Verilen Metin
:::

Bir gazetecinin damıtılmış vicdanı olması çok önemli. Damıtılmış vicdanınızla toplum vicdanı örtüştüğünde, siz başarılı gazetecisiniz demektir.
İşte dergide yer alan röportaj:
Türkiye’de televizyonlarda programlar hazırlamak, belgeseller, diziler, yarışmalar ve eğlence programları yapmak hep zor ve bir o kadar da riskli olmuştur. İşte tam on yıldır habere damga vuran bir televizyon FOX.
Bu çok önemli başarının arkasında ise mutfakta yetişmiş başarılı bir haberci ve işinin aşığı isim var. Fox Haber Genel Yayın Yönetmeni Doğan Şentürk. 2007 yılında başlayan başarı serüvenini 2018’e bir ay kala hala zirvede tek başına devam ettiriyor.

:::

Görevler
A - Verilen metne göre Doğan Şentürk'ün başarı serüveni hangi yılda başlamıştır?
B - Verilen metindeki "Bir gazetecinin damıtılmış" sözcükleriyle başlayıp "başına devam ettiriyor." sözcüklerine kadar uzanan bölümü hiç değiştirmeden geri verin.

:::

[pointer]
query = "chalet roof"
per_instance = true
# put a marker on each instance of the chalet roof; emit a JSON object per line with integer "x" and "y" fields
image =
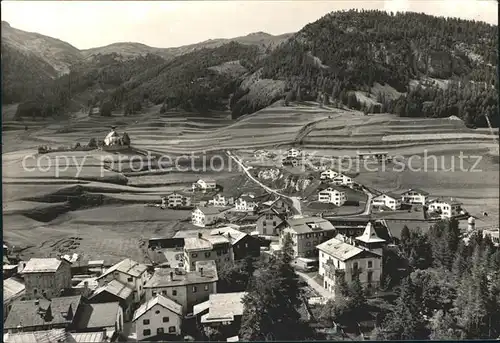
{"x": 163, "y": 278}
{"x": 41, "y": 312}
{"x": 116, "y": 288}
{"x": 417, "y": 190}
{"x": 127, "y": 266}
{"x": 370, "y": 235}
{"x": 42, "y": 265}
{"x": 229, "y": 233}
{"x": 303, "y": 224}
{"x": 339, "y": 249}
{"x": 164, "y": 302}
{"x": 96, "y": 316}
{"x": 12, "y": 288}
{"x": 224, "y": 307}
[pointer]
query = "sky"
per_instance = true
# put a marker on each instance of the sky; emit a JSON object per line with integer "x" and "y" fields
{"x": 87, "y": 24}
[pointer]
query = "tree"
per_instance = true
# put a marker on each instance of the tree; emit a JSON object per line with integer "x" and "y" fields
{"x": 270, "y": 306}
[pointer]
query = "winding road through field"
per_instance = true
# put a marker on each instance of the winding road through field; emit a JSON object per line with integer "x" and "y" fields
{"x": 295, "y": 201}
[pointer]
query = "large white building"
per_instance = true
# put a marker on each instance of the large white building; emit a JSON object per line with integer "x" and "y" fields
{"x": 414, "y": 196}
{"x": 390, "y": 200}
{"x": 448, "y": 208}
{"x": 328, "y": 174}
{"x": 332, "y": 196}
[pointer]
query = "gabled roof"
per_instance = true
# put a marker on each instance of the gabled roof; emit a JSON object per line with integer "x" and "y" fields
{"x": 417, "y": 190}
{"x": 96, "y": 316}
{"x": 370, "y": 235}
{"x": 12, "y": 288}
{"x": 127, "y": 266}
{"x": 42, "y": 312}
{"x": 306, "y": 224}
{"x": 224, "y": 307}
{"x": 42, "y": 265}
{"x": 341, "y": 250}
{"x": 115, "y": 288}
{"x": 161, "y": 301}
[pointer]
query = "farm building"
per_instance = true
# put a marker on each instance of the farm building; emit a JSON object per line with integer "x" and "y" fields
{"x": 206, "y": 184}
{"x": 414, "y": 196}
{"x": 339, "y": 257}
{"x": 389, "y": 200}
{"x": 447, "y": 208}
{"x": 158, "y": 316}
{"x": 187, "y": 288}
{"x": 176, "y": 200}
{"x": 306, "y": 233}
{"x": 328, "y": 174}
{"x": 333, "y": 196}
{"x": 203, "y": 216}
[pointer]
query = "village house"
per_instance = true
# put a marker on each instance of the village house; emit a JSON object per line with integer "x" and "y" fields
{"x": 206, "y": 184}
{"x": 222, "y": 311}
{"x": 246, "y": 203}
{"x": 46, "y": 277}
{"x": 339, "y": 257}
{"x": 207, "y": 248}
{"x": 158, "y": 316}
{"x": 205, "y": 216}
{"x": 414, "y": 196}
{"x": 268, "y": 222}
{"x": 306, "y": 233}
{"x": 333, "y": 196}
{"x": 129, "y": 273}
{"x": 221, "y": 200}
{"x": 103, "y": 317}
{"x": 13, "y": 289}
{"x": 293, "y": 153}
{"x": 389, "y": 200}
{"x": 342, "y": 180}
{"x": 185, "y": 288}
{"x": 243, "y": 244}
{"x": 447, "y": 208}
{"x": 328, "y": 174}
{"x": 115, "y": 291}
{"x": 176, "y": 200}
{"x": 43, "y": 314}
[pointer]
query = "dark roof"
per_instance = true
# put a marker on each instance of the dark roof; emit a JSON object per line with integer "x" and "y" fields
{"x": 57, "y": 311}
{"x": 96, "y": 316}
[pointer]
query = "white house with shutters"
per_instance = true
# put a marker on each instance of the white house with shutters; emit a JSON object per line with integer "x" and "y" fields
{"x": 333, "y": 196}
{"x": 158, "y": 316}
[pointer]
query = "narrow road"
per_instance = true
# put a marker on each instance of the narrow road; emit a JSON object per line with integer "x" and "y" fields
{"x": 314, "y": 285}
{"x": 295, "y": 200}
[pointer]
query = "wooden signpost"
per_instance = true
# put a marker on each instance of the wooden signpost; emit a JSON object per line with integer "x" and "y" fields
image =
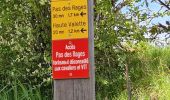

:::

Görev Yanıtları
A - 2007 yılında başlamıştır.

B -
Bir gazetecinin damıtılmış vicdanı olması çok önemli. Damıtılmış vicdanınızla toplum vicdanı örtüştüğünde, siz başarılı gazetecisiniz demektir.
İşte dergide yer alan röportaj:
Türkiye’de televizyonlarda programlar hazırlamak, belgeseller, diziler, yarışmalar ve eğlence programları yapmak hep zor ve bir o kadar da riskli olmuştur. İşte tam on yıldır habere damga vuran bir televizyon FOX.
Bu çok önemli başarının arkasında ise mutfakta yetişmiş başarılı bir haberci ve işinin aşığı isim var. Fox Haber Genel Yayın Yönetmeni Doğan Şentürk. 2007 yılında başlayan başarı serüvenini 2018’e bir ay kala hala zirvede tek başına devam ettiriyor.